## Directions for this task
Format the rows below as a numbered list, starting at the line containing "shoe in this photo." and running through the final line of the rows, both ends included. Omit blank lines.

## Listed entries
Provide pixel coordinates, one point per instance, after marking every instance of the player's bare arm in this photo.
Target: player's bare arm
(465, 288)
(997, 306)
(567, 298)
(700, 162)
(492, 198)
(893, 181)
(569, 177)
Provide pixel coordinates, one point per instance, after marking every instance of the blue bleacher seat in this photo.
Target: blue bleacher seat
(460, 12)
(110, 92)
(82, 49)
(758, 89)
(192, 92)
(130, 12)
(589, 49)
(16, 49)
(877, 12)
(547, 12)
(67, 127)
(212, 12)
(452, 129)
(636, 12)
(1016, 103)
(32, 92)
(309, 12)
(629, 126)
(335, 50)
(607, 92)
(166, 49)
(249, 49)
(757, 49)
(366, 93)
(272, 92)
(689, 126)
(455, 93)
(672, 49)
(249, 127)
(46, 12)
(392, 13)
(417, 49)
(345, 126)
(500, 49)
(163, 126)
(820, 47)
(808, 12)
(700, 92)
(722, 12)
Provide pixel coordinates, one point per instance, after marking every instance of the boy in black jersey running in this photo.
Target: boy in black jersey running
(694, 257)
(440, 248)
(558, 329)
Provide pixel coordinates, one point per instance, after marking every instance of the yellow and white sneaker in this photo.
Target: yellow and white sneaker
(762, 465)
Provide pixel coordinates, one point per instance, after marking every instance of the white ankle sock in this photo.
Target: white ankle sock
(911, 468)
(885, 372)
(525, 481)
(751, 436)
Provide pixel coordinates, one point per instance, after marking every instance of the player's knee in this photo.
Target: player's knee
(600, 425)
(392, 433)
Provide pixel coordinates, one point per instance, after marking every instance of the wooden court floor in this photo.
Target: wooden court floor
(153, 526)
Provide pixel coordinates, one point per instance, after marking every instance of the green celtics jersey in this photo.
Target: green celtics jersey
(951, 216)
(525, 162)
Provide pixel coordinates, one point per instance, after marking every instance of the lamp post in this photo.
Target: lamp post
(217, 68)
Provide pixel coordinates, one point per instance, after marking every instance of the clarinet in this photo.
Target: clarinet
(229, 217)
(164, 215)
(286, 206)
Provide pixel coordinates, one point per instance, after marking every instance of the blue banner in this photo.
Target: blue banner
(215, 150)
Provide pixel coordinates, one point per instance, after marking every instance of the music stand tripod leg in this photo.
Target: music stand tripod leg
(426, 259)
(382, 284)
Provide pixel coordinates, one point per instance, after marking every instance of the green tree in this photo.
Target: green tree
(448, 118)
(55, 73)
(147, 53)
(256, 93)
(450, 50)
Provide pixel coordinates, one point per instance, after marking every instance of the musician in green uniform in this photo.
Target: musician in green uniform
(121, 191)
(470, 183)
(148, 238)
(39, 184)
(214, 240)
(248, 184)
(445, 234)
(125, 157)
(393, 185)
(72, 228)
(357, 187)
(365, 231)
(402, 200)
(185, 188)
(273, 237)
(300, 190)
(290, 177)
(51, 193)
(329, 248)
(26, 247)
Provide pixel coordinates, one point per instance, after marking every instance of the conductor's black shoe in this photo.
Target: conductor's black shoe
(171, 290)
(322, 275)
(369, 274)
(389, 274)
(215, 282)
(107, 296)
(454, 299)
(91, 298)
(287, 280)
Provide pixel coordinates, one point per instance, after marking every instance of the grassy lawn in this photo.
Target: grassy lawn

## The solution
1. Provide pixel coordinates, one point per instance, after marking every instance of the conductor's black shoe in this photo.
2. Target: conductor's black shoe
3. (171, 290)
4. (322, 275)
5. (369, 274)
6. (389, 274)
7. (215, 282)
8. (107, 296)
9. (454, 299)
10. (91, 298)
11. (287, 280)
12. Provide pixel coordinates, one point per instance, after marking every instance of the grassy lawn in this photo.
13. Target: grassy lawn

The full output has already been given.